━━━━━ Text shown ━━━━━

MARCH 19, 1937
Yesterday afternoon in Shawnee the auditorium was filled with a goodly number of young people, and so I tried to tell them again something about the White House itself, which if they ever come to Washington, may add to the interest of their visit. We were through at four o''clock and drove out to see the Industrial School for Girls. They take girls there from eight to eighteen and I should think that would make it more difficult to manage because children are there not only because of their own delinquency but because their parents have been found unfit to care for them and occasionally when they are orphans and the orphanages of the state are over crowded. The school is organized on the cottage system, however, and so this particular difficulty may be overcome to some extent by having the groups separated according to age.
Some of the girls were in their overalls as they came from the barns where they run a dairy. We were taken into the main meeting room to see the walls which have been completely decorated by the girls themselves. In each panel was a picture very nicely painted under the direction of their art teacher. They evidently have a varied and interesting course and I thought the girls looked happier and behaved with less constraint than is often the case in such institutions.
From there we went directly to the Indian sanitarium for tuberculosis. It was clean and cheerful and the doctor was very friendly as he took me from room to room to see about forty patients in the main building. There were a number of ambulatory patients outside. We went over to see the occupational therapy work which is a great factor in their recovery because there are so many long and tedious hours which with nothing to do would seem interminable and would lead to the kind of unhappiness and depression which retards recovery. I had known very little before that about the new surgical methods for treating tuberculosis and was much interested in all I heard. They have Indians coming from all over the United States and when I asked if this disease was particularly prevalent among the people of the Indian race, he said: it is a disease in which the economic situation is the prevalent factor and the only reason that the Indians may have a greater percentage of t.b. is that their economic condition is often bad and they do not know how to live in modern civilization.

━━━━━

*Required tasks*
1 - Do these statements agree with the passage about the visit to Shawnee? Answer yes or no for each, and quote the deciding words. (a) The Industrial School for Girls takes girls from eight to eighteen. (b) Hired artists decorated the walls of the main meeting room. (c) The doctor led the visit to about forty patients in the main building.
2 - Could you print the part of the passage about the visit to Shawnee starting with "Some of the" and going on through "in such institutions."?
The items that come next are separate material, unrelated to the passage.

━━━━━ Data for review ━━━━━

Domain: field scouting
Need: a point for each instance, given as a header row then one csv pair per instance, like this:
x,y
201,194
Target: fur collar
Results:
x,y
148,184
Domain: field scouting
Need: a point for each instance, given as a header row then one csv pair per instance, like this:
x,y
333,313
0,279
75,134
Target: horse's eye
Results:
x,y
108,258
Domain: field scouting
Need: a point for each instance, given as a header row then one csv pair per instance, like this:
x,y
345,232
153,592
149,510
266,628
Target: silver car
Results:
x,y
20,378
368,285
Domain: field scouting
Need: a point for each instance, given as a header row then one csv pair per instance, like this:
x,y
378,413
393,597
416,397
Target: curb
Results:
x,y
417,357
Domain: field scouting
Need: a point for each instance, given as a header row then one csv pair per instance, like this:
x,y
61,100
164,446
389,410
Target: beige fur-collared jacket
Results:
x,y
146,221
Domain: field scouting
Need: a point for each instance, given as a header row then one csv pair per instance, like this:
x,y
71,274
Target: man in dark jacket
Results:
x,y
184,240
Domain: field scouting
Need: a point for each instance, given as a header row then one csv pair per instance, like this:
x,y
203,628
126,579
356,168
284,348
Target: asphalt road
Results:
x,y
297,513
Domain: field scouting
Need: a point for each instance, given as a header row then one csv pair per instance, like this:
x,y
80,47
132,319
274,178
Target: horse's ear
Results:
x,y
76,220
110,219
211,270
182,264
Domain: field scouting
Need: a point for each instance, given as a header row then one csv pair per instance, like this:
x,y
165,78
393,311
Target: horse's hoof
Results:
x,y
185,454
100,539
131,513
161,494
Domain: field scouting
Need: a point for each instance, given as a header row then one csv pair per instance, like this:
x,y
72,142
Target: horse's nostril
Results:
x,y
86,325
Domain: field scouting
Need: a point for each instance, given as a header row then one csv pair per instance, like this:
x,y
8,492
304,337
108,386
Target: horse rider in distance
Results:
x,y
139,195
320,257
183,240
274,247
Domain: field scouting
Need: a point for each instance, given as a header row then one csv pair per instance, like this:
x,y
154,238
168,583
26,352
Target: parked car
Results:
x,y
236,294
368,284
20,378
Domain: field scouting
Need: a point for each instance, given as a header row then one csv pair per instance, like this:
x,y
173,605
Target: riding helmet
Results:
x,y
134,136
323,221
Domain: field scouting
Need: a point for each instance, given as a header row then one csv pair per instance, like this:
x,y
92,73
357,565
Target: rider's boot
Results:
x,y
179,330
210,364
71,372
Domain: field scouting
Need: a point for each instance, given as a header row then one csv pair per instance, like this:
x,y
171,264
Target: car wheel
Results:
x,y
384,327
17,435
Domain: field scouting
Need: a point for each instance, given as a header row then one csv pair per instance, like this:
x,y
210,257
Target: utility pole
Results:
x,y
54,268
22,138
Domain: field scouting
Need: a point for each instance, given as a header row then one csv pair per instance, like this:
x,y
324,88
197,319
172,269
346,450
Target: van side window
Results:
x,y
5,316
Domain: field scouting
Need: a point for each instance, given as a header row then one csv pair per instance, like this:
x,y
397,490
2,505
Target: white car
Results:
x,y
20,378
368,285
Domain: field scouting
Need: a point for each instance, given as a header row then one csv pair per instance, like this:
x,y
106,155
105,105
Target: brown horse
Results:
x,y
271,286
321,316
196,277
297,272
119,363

━━━━━

*Answers for the exercise*
1 -
(a) Yes: "They take girls there from eight to eighteen"
(b) No: "the walls which have been completely decorated by the girls themselves"
(c) Yes: "the doctor was very friendly as he took me from room to room to see about forty patients in the main building"

2 -
Some of the girls were in their overalls as they came from the barns where they run a dairy. We were taken into the main meeting room to see the walls which have been completely decorated by the girls themselves. In each panel was a picture very nicely painted under the direction of their art teacher. They evidently have a varied and interesting course and I thought the girls looked happier and behaved with less constraint than is often the case in such institutions.